> [INPUT MATERIAL]
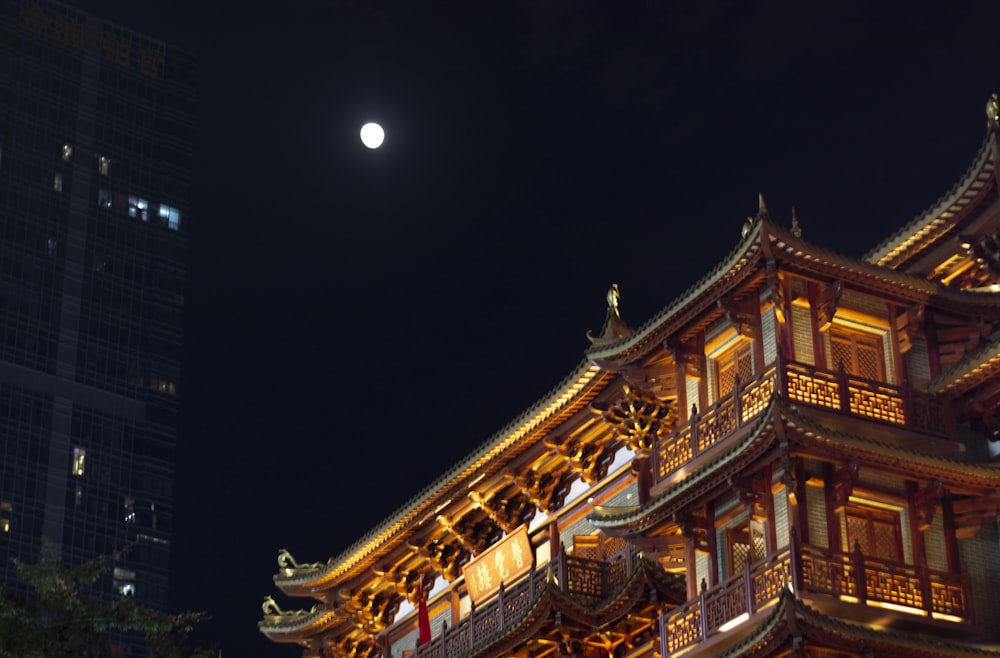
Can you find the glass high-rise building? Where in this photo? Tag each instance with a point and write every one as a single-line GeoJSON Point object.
{"type": "Point", "coordinates": [96, 129]}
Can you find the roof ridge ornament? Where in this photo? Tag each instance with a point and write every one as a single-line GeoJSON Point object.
{"type": "Point", "coordinates": [614, 327]}
{"type": "Point", "coordinates": [762, 213]}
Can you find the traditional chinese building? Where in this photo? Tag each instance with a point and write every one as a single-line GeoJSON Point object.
{"type": "Point", "coordinates": [796, 457]}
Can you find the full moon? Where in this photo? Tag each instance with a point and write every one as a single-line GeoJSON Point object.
{"type": "Point", "coordinates": [372, 135]}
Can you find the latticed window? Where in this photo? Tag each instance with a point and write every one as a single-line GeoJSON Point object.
{"type": "Point", "coordinates": [876, 531]}
{"type": "Point", "coordinates": [734, 362]}
{"type": "Point", "coordinates": [746, 544]}
{"type": "Point", "coordinates": [860, 352]}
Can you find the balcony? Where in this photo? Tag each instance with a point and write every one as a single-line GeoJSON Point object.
{"type": "Point", "coordinates": [827, 580]}
{"type": "Point", "coordinates": [590, 582]}
{"type": "Point", "coordinates": [834, 391]}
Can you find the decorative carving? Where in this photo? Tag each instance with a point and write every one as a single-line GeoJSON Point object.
{"type": "Point", "coordinates": [752, 493]}
{"type": "Point", "coordinates": [614, 327]}
{"type": "Point", "coordinates": [286, 561]}
{"type": "Point", "coordinates": [796, 229]}
{"type": "Point", "coordinates": [476, 531]}
{"type": "Point", "coordinates": [546, 490]}
{"type": "Point", "coordinates": [909, 324]}
{"type": "Point", "coordinates": [826, 304]}
{"type": "Point", "coordinates": [842, 485]}
{"type": "Point", "coordinates": [590, 459]}
{"type": "Point", "coordinates": [508, 512]}
{"type": "Point", "coordinates": [741, 315]}
{"type": "Point", "coordinates": [270, 608]}
{"type": "Point", "coordinates": [445, 557]}
{"type": "Point", "coordinates": [925, 502]}
{"type": "Point", "coordinates": [697, 528]}
{"type": "Point", "coordinates": [690, 356]}
{"type": "Point", "coordinates": [640, 418]}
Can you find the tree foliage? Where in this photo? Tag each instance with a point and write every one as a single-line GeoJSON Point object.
{"type": "Point", "coordinates": [63, 616]}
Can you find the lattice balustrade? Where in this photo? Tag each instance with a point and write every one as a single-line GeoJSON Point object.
{"type": "Point", "coordinates": [584, 578]}
{"type": "Point", "coordinates": [716, 425]}
{"type": "Point", "coordinates": [487, 623]}
{"type": "Point", "coordinates": [683, 627]}
{"type": "Point", "coordinates": [754, 398]}
{"type": "Point", "coordinates": [673, 452]}
{"type": "Point", "coordinates": [893, 585]}
{"type": "Point", "coordinates": [826, 575]}
{"type": "Point", "coordinates": [725, 604]}
{"type": "Point", "coordinates": [817, 388]}
{"type": "Point", "coordinates": [949, 599]}
{"type": "Point", "coordinates": [767, 581]}
{"type": "Point", "coordinates": [928, 415]}
{"type": "Point", "coordinates": [874, 401]}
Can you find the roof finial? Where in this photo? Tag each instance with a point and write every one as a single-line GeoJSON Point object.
{"type": "Point", "coordinates": [614, 327]}
{"type": "Point", "coordinates": [762, 207]}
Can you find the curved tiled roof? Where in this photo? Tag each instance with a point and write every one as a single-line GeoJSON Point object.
{"type": "Point", "coordinates": [632, 519]}
{"type": "Point", "coordinates": [980, 365]}
{"type": "Point", "coordinates": [712, 474]}
{"type": "Point", "coordinates": [687, 305]}
{"type": "Point", "coordinates": [773, 242]}
{"type": "Point", "coordinates": [926, 227]}
{"type": "Point", "coordinates": [792, 617]}
{"type": "Point", "coordinates": [362, 553]}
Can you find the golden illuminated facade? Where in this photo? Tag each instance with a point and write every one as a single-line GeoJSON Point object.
{"type": "Point", "coordinates": [797, 457]}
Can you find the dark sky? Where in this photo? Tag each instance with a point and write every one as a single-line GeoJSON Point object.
{"type": "Point", "coordinates": [357, 321]}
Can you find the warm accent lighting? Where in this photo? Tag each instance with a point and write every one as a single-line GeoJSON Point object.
{"type": "Point", "coordinates": [734, 622]}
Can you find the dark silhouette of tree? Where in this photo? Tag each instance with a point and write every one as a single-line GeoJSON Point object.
{"type": "Point", "coordinates": [62, 615]}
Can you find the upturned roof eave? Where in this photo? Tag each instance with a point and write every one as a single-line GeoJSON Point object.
{"type": "Point", "coordinates": [892, 248]}
{"type": "Point", "coordinates": [390, 532]}
{"type": "Point", "coordinates": [741, 259]}
{"type": "Point", "coordinates": [978, 366]}
{"type": "Point", "coordinates": [782, 246]}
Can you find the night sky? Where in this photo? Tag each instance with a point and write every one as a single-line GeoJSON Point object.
{"type": "Point", "coordinates": [357, 321]}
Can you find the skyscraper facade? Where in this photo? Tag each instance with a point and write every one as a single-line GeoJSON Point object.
{"type": "Point", "coordinates": [96, 129]}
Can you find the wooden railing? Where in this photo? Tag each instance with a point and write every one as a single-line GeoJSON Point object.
{"type": "Point", "coordinates": [592, 581]}
{"type": "Point", "coordinates": [845, 393]}
{"type": "Point", "coordinates": [802, 384]}
{"type": "Point", "coordinates": [704, 430]}
{"type": "Point", "coordinates": [854, 577]}
{"type": "Point", "coordinates": [816, 573]}
{"type": "Point", "coordinates": [745, 593]}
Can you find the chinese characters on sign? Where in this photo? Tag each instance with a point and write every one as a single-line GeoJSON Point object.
{"type": "Point", "coordinates": [70, 29]}
{"type": "Point", "coordinates": [504, 562]}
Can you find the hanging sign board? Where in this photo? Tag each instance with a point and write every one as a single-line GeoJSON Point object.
{"type": "Point", "coordinates": [504, 562]}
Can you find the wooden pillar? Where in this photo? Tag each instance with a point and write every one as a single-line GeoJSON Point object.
{"type": "Point", "coordinates": [819, 353]}
{"type": "Point", "coordinates": [916, 536]}
{"type": "Point", "coordinates": [950, 538]}
{"type": "Point", "coordinates": [713, 547]}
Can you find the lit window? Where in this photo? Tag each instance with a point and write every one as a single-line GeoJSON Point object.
{"type": "Point", "coordinates": [734, 365]}
{"type": "Point", "coordinates": [138, 208]}
{"type": "Point", "coordinates": [124, 581]}
{"type": "Point", "coordinates": [859, 352]}
{"type": "Point", "coordinates": [171, 215]}
{"type": "Point", "coordinates": [79, 461]}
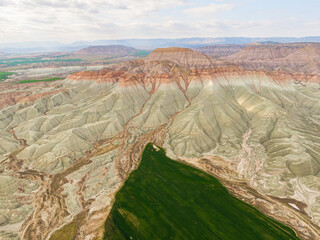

> [WORK REQUIRED] Count the lines of the entries above that contain the word "roof". Reply with the number alone.

> [RESULT OF THIS TASK] 4